> [What you will do]: Please return every record exactly, with no pictures included.

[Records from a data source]
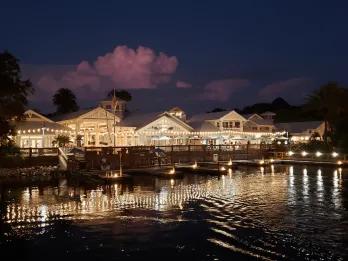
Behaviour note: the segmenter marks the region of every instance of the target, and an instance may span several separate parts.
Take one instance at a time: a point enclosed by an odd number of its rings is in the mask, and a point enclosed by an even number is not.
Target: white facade
[[[55,123],[33,111],[24,112],[24,119],[14,122],[17,135],[14,137],[20,148],[49,148],[58,135],[70,136],[70,129]]]

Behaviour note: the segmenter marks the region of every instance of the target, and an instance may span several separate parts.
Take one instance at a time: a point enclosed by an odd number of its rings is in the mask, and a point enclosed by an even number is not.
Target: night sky
[[[347,1],[6,1],[0,50],[21,61],[31,106],[71,88],[80,107],[128,89],[131,110],[189,113],[348,83]]]

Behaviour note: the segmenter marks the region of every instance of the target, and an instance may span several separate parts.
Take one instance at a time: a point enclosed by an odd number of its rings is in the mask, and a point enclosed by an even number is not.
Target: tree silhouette
[[[74,112],[79,109],[75,94],[67,88],[60,88],[53,95],[53,104],[57,107],[56,114]]]
[[[107,97],[112,98],[114,96],[114,90],[108,92]],[[115,90],[115,96],[124,101],[131,101],[132,95],[126,90]]]
[[[315,90],[307,97],[305,107],[319,112],[325,122],[324,141],[335,131],[335,125],[340,114],[347,107],[347,90],[340,87],[337,82],[329,82]]]
[[[12,120],[18,120],[28,104],[27,97],[34,89],[29,80],[21,79],[19,60],[9,52],[0,53],[0,146],[8,146],[15,135]]]

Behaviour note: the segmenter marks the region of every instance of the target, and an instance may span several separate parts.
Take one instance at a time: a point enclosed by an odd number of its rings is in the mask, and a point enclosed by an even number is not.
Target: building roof
[[[230,111],[208,112],[191,116],[189,122],[217,120],[229,114]]]
[[[60,115],[55,115],[51,117],[52,120],[54,121],[65,121],[65,120],[71,120],[80,117],[81,115],[90,112],[94,110],[95,108],[89,108],[89,109],[81,109],[75,112],[70,112],[70,113],[65,113],[65,114],[60,114]]]
[[[150,113],[137,113],[132,112],[126,115],[126,117],[121,121],[120,125],[123,127],[136,127],[136,129],[141,129],[151,122],[159,119],[160,117],[168,117],[179,125],[186,129],[192,129],[190,125],[182,121],[178,117],[175,117],[168,112],[150,112]]]
[[[285,130],[290,133],[301,133],[307,130],[317,129],[323,123],[323,121],[285,122],[276,123],[275,126],[278,130]]]
[[[173,107],[168,112],[184,112],[180,107]]]
[[[194,121],[190,122],[189,124],[197,132],[219,131],[219,128],[209,121]]]
[[[130,112],[126,114],[120,125],[124,127],[136,127],[138,129],[154,121],[161,114],[163,114],[163,112]]]
[[[275,116],[275,115],[277,115],[277,114],[276,114],[276,113],[274,113],[274,112],[271,112],[271,111],[265,111],[265,112],[261,113],[261,115],[270,115],[270,116]]]
[[[249,121],[255,122],[257,125],[274,125],[272,120],[265,120],[263,118],[253,117]]]
[[[47,134],[49,133],[54,133],[54,131],[71,131],[70,128],[65,127],[59,123],[55,122],[50,122],[50,121],[19,121],[15,123],[16,130],[17,131],[28,131],[28,130],[38,130],[41,128],[46,128],[48,131],[46,132]]]

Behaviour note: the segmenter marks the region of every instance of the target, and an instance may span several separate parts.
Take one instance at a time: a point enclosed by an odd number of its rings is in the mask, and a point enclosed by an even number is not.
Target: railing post
[[[247,147],[246,147],[246,159],[249,159],[249,142],[247,142]]]
[[[188,162],[191,162],[191,145],[188,145]]]
[[[171,146],[171,151],[170,151],[170,164],[171,165],[173,165],[173,163],[174,163],[173,155],[174,155],[174,145]]]

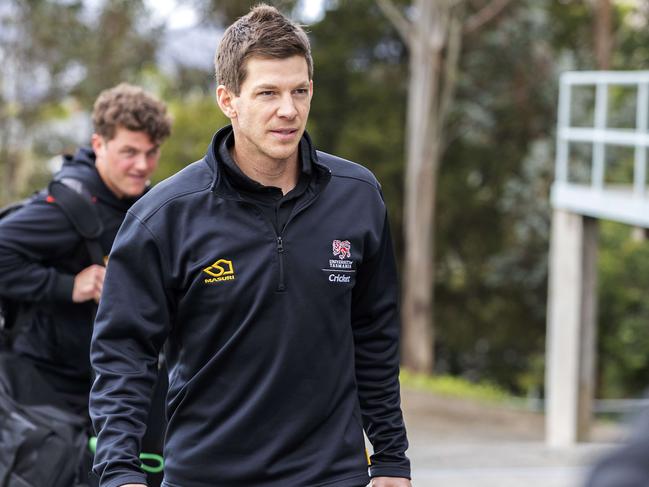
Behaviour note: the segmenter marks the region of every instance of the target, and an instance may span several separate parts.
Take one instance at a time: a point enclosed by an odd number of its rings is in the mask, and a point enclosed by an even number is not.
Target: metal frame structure
[[[574,87],[595,88],[592,127],[571,124]],[[609,88],[635,87],[635,127],[608,125]],[[570,181],[570,144],[592,144],[590,184]],[[633,178],[607,185],[606,149],[634,149]],[[593,413],[597,337],[597,241],[600,219],[649,228],[647,150],[649,71],[568,72],[561,76],[546,345],[546,442],[587,440]]]
[[[573,87],[595,87],[593,127],[571,126]],[[634,129],[607,127],[609,87],[635,87],[637,90]],[[570,144],[592,144],[590,185],[568,180]],[[633,184],[629,188],[607,188],[604,184],[607,146],[635,149]],[[649,228],[647,195],[647,149],[649,148],[649,71],[582,71],[561,76],[557,152],[552,204],[555,208]]]

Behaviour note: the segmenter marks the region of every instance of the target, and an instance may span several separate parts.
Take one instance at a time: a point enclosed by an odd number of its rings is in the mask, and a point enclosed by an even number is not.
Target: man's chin
[[[138,186],[135,188],[128,188],[122,192],[124,198],[138,198],[144,194],[145,186]]]
[[[297,153],[299,143],[296,144],[283,144],[279,147],[274,147],[274,150],[269,151],[269,156],[275,160],[282,161],[290,159]]]

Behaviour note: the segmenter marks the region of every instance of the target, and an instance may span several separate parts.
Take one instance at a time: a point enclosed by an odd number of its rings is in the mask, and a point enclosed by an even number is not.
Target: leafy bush
[[[470,382],[449,375],[416,374],[401,369],[399,380],[405,387],[423,390],[444,396],[461,397],[487,402],[511,402],[514,398],[504,389],[489,382]]]
[[[597,395],[639,395],[649,377],[649,243],[626,225],[600,230]]]

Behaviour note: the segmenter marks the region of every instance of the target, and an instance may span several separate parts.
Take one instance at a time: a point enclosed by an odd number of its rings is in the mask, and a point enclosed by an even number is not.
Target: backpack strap
[[[83,237],[93,264],[104,264],[104,251],[99,236],[104,225],[95,206],[95,198],[83,183],[74,178],[54,179],[47,187],[49,195]]]

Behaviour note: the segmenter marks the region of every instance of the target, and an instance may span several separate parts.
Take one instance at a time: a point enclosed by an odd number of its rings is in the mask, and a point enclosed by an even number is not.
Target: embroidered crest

> [Written answer]:
Behaviour note: the segmenter marks the region of every instance of the target, and an instance may span several separate parts.
Take one instance at a time: a point enclosed by an odd number of its rings is in the mask, and a point enclosed by an even number is not.
Target: white facade
[[[55,123],[33,111],[24,112],[24,119],[14,122],[17,135],[14,137],[20,148],[49,148],[58,135],[70,136],[70,129]]]

Behaviour note: the segmenter marks the region of every instance of the target, and an instance may span several separate parts.
Take one instance at a time: a point enclosed by an odd number of its rings is in the mask, and a point enclosed by an even number is not.
Target: night sky
[[[347,1],[6,1],[0,50],[21,61],[31,106],[71,88],[80,107],[128,89],[131,110],[189,113],[348,83]]]

Behaviour note: the segmenter marks the region of every instance of the target, and an instance may span several separate parts.
Take one instance at a time: a point enclosed by an odd number of its rings is in the mask, and a point enclosed by an even number is not.
Target: tree silhouette
[[[74,112],[79,109],[75,94],[67,88],[60,88],[53,95],[53,104],[57,107],[56,114]]]
[[[107,97],[112,98],[114,96],[114,90],[108,92]],[[115,90],[115,96],[124,101],[131,101],[132,95],[126,90]]]
[[[315,90],[307,97],[305,107],[319,112],[325,122],[324,141],[335,131],[335,125],[340,114],[347,107],[347,90],[340,87],[337,82],[329,82]]]
[[[12,120],[18,120],[28,104],[27,97],[34,89],[29,80],[21,79],[19,60],[9,52],[0,53],[0,146],[8,146],[15,135]]]

Behaviour note: the segmenter marks the region of every instance of the target, and an instance may span several separate parts.
Take one instance at a time: a point enclosed by an odd number of its rings is in the mask, and a point enclosed by an even number is not.
Target: building roof
[[[230,111],[208,112],[191,116],[189,122],[217,120],[229,114]]]
[[[60,115],[55,115],[51,117],[52,120],[54,121],[65,121],[65,120],[71,120],[80,117],[81,115],[90,112],[94,110],[95,108],[89,108],[89,109],[81,109],[75,112],[70,112],[70,113],[65,113],[65,114],[60,114]]]
[[[150,113],[137,113],[132,112],[126,115],[126,117],[121,121],[120,125],[123,127],[136,127],[136,129],[141,129],[151,122],[159,119],[160,117],[168,117],[179,125],[186,129],[192,129],[190,125],[182,121],[178,117],[175,117],[168,112],[150,112]]]
[[[285,130],[290,133],[301,133],[307,130],[317,129],[323,123],[323,121],[285,122],[276,123],[275,126],[278,130]]]
[[[173,107],[168,112],[184,112],[180,107]]]
[[[194,121],[190,122],[189,124],[197,132],[219,131],[219,128],[209,121]]]
[[[130,112],[126,114],[120,125],[124,127],[136,127],[138,129],[154,121],[161,114],[163,114],[163,112]]]
[[[275,116],[275,115],[277,115],[277,114],[276,114],[276,113],[274,113],[274,112],[271,112],[271,111],[265,111],[265,112],[261,113],[261,115],[270,115],[270,116]]]
[[[249,121],[255,122],[257,125],[274,125],[272,120],[265,120],[263,118],[253,117]]]
[[[47,134],[49,133],[54,133],[54,131],[71,131],[70,128],[65,127],[59,123],[55,122],[50,122],[50,121],[19,121],[15,123],[16,130],[17,131],[28,131],[28,130],[38,130],[41,128],[46,128],[48,131],[46,132]]]

Behaviour note: the segmenter marks the region of every instance of the target, and an instance may span several separate parts.
Take one instance at a time: a point enclosed by an odd number of its rings is in the mask, and a point enclosed by an even number is not.
Target: railing post
[[[247,147],[246,147],[246,159],[249,159],[249,142],[247,142]]]
[[[188,162],[191,162],[191,145],[188,145]]]
[[[171,146],[171,151],[170,151],[170,164],[171,165],[173,165],[173,163],[174,163],[173,155],[174,155],[174,145]]]

Behaviour note: the segmenter marks the region of every instance of the target, and an instance may span several separate parts.
Take one instance at a time: a point enclosed by an odd number of its rings is in the mask, and a point enclosed by an even number is not.
Target: metal frame structure
[[[574,87],[595,88],[592,127],[571,124]],[[609,88],[635,87],[635,127],[608,125]],[[570,181],[570,144],[592,144],[590,184]],[[633,178],[607,185],[606,149],[634,149]],[[593,413],[597,337],[597,241],[600,219],[649,228],[647,150],[649,71],[568,72],[561,76],[546,345],[546,442],[587,440]]]
[[[573,87],[595,87],[593,127],[571,126]],[[634,129],[607,127],[609,87],[635,87],[637,90]],[[570,144],[592,144],[590,185],[568,180]],[[633,184],[629,188],[607,188],[604,184],[607,146],[635,149]],[[649,228],[647,195],[647,149],[649,148],[649,71],[582,71],[561,76],[557,152],[552,204],[555,208]]]

Behaviour note: the segmenter marks the region of every instance of the target, and an instance may span several separate parts.
Take one instance at a time: a point enclosed by an odd number of its rings is in the mask, and a point enclosed by an even number is not.
Target: man's chin
[[[138,186],[135,188],[128,188],[122,192],[124,198],[138,198],[144,194],[145,186]]]
[[[297,153],[299,143],[296,144],[283,144],[279,147],[274,147],[274,150],[269,151],[269,156],[275,160],[282,161],[290,159]]]

Behaviour note: the segmenter marks the region of every instance of the target, and an instance may span several separate parts.
Take one instance at a time: a point enclosed by an odd number of its rings is in the mask, and a point enclosed by an even number is not.
Target: leafy bush
[[[470,382],[449,375],[416,374],[401,369],[399,380],[405,387],[423,390],[444,396],[461,397],[487,402],[511,402],[514,398],[504,389],[489,382]]]
[[[597,395],[639,395],[649,377],[649,243],[626,225],[600,230]]]

Behaviour note: the segmenter marks the region of every instance of the target, and an instance may span several separate parts.
Take one instance at a time: a point enclosed by an odd number of its rings is in the mask, and a point enclosed by an even number is not.
Target: backpack strap
[[[83,237],[93,264],[104,264],[104,251],[99,236],[104,225],[95,206],[95,198],[83,183],[74,178],[54,179],[47,187],[49,195]]]

Behaviour note: the segmenter marks the region of every instance of the target, and an instance may span several separate parts.
Take one instance at a time: a point enclosed by an odd number of its rings is in the mask, and a point enclosed by an even number is not.
Target: embroidered crest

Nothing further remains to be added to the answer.